◆ 要做的事:
- A) 把这篇短文里以"旅行者探测器1号"开头的那一段缩写成一句话,保留主要事实。
- B) 根据这篇短文回答下面几个问题,每题一行:
(i) 作者说自己昨天遇到了什么事?
(ii) 旅行者探测器1号回望地球时,离地球有多远?
(iii) 飞出银河系之后,地球会怎样?
- C) 更新这篇短文从"既然平台不把你当回事,你也不用太把它当回事。"到"宇宙的演进,残酷到从不饶恕每个星球,每个人。"这一段:把里面的每个"地球"都换成"家园",再把整段写出来。

◆ 原文:

_____

昨天被扣分限流。也好。
既然平台不把你当回事,你也不用太把它当回事。
感谢你的怠慢,我可以由着性子写,把内心当回事,倒也轻松。
本文过不过审,您请便。
看了一段视频,正好借机感慨一番。
宇宙,我们也绝不饶了你!
旅行者探测器1号,在即将飞出太阳系,距离地球64亿公里处,回望我们亲爱的地球母星,那是一个蓝色小点,黯淡到比不上萤火虫的光芒;
再飞一段距离,地球就是一粒尘埃;
飞出银河系之后,地球无影无踪。
在那无影无踪里,对人类而言的一切曾经的“伟大”,大到国家民族的存亡,意识X态的纷争,小到个人的生死爱恨,梦想抱负,都不过是没有观众的笑话。
宇宙如逝水,星球如沙砾,时空之中,我们的笑和泪泛不起一个泡沫。
宇宙的演进,残酷到从不饶恕每个星球,每个人。

_____

◆ 提供的资料:
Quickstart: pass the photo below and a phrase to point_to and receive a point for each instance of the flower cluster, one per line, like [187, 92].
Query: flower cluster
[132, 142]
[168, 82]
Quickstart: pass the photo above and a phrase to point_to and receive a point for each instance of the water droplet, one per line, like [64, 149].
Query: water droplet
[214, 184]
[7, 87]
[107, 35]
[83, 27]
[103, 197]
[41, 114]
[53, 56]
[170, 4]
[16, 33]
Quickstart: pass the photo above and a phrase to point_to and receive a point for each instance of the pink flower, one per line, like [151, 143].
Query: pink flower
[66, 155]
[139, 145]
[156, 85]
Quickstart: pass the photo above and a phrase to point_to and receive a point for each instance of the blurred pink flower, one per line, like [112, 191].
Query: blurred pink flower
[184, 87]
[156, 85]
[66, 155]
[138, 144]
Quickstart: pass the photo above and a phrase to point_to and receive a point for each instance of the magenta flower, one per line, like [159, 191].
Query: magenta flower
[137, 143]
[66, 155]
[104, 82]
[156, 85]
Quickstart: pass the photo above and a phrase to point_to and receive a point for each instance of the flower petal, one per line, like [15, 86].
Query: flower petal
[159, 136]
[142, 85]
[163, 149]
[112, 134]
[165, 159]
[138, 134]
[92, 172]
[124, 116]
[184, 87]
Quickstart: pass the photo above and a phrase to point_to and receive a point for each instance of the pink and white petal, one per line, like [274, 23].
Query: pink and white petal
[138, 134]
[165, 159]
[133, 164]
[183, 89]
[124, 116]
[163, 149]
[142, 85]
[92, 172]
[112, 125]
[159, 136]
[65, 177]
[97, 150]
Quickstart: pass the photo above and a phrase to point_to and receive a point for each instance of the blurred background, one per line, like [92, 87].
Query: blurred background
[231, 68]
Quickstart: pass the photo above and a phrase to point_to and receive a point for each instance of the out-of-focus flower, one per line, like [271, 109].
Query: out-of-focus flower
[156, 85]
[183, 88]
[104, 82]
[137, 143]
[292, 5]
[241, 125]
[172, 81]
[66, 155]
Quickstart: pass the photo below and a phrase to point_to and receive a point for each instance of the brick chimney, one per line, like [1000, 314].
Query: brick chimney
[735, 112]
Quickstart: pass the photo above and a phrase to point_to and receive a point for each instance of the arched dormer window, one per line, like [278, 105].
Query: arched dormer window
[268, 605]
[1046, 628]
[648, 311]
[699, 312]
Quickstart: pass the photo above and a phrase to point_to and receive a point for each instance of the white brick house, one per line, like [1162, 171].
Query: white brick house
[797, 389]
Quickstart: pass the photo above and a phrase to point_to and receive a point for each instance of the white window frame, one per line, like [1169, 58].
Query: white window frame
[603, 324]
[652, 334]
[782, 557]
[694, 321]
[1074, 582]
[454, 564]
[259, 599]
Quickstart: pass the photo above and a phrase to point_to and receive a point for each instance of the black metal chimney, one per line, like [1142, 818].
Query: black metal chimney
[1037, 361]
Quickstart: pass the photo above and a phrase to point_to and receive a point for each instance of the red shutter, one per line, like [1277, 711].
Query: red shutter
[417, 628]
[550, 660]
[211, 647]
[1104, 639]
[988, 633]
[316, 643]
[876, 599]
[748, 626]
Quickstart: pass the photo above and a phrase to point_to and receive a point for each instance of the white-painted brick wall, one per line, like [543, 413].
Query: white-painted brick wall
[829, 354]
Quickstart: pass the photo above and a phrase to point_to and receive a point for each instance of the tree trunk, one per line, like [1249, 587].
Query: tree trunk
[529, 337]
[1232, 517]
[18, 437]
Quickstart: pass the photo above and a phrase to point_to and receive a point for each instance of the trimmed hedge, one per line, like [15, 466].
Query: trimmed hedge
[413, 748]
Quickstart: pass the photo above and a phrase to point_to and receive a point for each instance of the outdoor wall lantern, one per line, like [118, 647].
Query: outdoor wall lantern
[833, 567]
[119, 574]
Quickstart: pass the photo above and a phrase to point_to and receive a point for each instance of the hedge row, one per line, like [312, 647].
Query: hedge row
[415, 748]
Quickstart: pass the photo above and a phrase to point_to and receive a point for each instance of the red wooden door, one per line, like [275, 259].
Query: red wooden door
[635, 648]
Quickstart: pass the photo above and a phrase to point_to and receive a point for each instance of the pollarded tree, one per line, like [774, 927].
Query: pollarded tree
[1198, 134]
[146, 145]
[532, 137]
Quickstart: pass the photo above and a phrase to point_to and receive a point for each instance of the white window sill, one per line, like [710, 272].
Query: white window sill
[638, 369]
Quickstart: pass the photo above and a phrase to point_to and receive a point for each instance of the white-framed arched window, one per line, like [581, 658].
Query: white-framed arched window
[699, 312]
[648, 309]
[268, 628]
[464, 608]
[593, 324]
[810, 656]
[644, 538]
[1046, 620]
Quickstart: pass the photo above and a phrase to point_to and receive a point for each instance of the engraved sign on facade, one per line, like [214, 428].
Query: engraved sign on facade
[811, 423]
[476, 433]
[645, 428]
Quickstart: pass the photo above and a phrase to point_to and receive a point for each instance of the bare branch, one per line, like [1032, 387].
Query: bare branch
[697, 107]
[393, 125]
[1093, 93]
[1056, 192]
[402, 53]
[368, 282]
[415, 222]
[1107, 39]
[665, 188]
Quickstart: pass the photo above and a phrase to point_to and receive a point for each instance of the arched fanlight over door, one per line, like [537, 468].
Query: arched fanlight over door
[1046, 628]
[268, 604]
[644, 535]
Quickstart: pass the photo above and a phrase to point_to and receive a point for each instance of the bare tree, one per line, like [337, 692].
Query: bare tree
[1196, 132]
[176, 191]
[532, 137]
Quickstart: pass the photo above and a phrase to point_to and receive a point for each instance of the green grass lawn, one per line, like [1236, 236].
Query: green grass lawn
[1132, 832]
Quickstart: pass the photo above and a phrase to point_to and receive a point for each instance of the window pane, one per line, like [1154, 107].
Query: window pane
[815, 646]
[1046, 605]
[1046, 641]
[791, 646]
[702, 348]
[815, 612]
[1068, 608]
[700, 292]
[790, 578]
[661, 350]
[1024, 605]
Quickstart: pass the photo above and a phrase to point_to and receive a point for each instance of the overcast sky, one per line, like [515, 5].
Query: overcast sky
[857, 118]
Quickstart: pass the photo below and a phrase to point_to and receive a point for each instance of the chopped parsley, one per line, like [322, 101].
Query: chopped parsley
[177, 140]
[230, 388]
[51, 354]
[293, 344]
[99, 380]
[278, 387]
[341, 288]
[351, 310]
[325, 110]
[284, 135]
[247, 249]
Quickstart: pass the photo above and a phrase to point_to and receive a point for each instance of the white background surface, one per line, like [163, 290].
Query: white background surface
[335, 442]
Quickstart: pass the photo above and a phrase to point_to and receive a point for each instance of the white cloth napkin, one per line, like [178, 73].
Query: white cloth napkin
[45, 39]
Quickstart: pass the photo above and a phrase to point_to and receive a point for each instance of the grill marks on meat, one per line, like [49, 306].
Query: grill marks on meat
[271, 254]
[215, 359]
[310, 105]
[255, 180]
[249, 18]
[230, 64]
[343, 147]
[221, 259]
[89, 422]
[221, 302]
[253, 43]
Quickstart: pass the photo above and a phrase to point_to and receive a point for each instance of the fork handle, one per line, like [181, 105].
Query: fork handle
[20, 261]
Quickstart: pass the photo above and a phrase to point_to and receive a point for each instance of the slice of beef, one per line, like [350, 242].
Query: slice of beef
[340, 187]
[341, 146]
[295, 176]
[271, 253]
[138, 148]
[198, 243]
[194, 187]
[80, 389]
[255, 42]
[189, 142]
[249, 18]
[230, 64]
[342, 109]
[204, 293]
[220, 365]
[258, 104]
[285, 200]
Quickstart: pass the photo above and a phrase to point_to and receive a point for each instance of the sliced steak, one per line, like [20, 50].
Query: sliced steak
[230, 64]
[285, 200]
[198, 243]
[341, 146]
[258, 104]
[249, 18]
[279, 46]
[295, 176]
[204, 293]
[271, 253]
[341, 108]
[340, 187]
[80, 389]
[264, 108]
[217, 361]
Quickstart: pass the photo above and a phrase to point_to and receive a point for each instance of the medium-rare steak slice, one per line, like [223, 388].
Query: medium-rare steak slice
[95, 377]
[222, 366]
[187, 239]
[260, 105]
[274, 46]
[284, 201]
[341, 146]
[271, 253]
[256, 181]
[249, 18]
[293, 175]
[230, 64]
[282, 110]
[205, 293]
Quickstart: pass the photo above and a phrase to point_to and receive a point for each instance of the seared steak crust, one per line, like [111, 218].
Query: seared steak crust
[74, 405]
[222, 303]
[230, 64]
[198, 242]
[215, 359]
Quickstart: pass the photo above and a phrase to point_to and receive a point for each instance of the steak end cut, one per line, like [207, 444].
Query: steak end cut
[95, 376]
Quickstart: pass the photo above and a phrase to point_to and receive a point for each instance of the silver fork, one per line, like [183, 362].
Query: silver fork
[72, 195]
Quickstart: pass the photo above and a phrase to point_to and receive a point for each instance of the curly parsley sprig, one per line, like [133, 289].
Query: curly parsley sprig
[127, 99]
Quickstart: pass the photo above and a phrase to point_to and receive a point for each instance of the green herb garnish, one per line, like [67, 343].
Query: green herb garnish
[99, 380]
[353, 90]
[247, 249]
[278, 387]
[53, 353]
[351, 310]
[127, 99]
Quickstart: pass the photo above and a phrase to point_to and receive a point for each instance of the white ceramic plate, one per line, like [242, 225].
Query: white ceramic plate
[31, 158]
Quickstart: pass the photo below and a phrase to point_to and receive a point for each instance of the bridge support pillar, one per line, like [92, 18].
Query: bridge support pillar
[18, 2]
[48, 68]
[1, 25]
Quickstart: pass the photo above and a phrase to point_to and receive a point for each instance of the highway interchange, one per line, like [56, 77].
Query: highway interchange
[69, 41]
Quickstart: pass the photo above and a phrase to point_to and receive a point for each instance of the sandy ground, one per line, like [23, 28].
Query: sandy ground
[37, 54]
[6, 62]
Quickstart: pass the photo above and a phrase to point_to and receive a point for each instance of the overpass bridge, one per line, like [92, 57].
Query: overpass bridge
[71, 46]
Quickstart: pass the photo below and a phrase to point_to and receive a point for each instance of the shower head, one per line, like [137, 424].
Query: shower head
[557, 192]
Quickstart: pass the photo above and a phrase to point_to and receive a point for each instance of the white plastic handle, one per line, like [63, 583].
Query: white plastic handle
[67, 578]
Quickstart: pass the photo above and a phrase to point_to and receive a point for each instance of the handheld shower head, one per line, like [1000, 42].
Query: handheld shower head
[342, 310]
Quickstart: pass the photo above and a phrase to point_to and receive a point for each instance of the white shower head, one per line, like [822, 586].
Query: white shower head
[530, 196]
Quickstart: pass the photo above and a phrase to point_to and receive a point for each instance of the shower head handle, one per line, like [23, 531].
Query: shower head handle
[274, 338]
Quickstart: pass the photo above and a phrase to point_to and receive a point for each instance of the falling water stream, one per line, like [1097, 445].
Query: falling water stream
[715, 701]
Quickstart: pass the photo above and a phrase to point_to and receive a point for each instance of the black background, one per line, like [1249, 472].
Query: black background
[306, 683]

_____

◆ 答案:
- A) 旅行者1号快要飞出太阳系时,在离地球64亿公里的地方回头看,地球只是一个暗淡的蓝色小点,还没有萤火虫亮。

- B)
(i) 被扣分限流。
(ii) 64亿公里。
(iii) 无影无踪。

- C)
既然平台不把你当回事,你也不用太把它当回事。
感谢你的怠慢,我可以由着性子写,把内心当回事,倒也轻松。
本文过不过审,您请便。
看了一段视频,正好借机感慨一番。
宇宙,我们也绝不饶了你!
旅行者探测器1号,在即将飞出太阳系,距离家园64亿公里处,回望我们亲爱的家园母星,那是一个蓝色小点,黯淡到比不上萤火虫的光芒;
再飞一段距离,家园就是一粒尘埃;
飞出银河系之后,家园无影无踪。
在那无影无踪里,对人类而言的一切曾经的“伟大”,大到国家民族的存亡,意识X态的纷争,小到个人的生死爱恨,梦想抱负,都不过是没有观众的笑话。
宇宙如逝水,星球如沙砾,时空之中,我们的笑和泪泛不起一个泡沫。
宇宙的演进,残酷到从不饶恕每个星球,每个人。